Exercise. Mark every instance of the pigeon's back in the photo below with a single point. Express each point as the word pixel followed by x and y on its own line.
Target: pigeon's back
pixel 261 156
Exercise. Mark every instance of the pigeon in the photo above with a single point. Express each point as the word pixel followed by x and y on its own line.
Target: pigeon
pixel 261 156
____________________
What you should do
Word for word, restate the material above.

Output
Exercise. Mark every instance of the pigeon's back in the photo below with a single point. Express each point as the word pixel followed by x and y on its own line.
Target: pigeon's back
pixel 261 156
Exercise. Mark every instance of the pigeon in the photo above with a single point. Express each point as the word pixel followed by x and y on its own line.
Target: pigeon
pixel 261 156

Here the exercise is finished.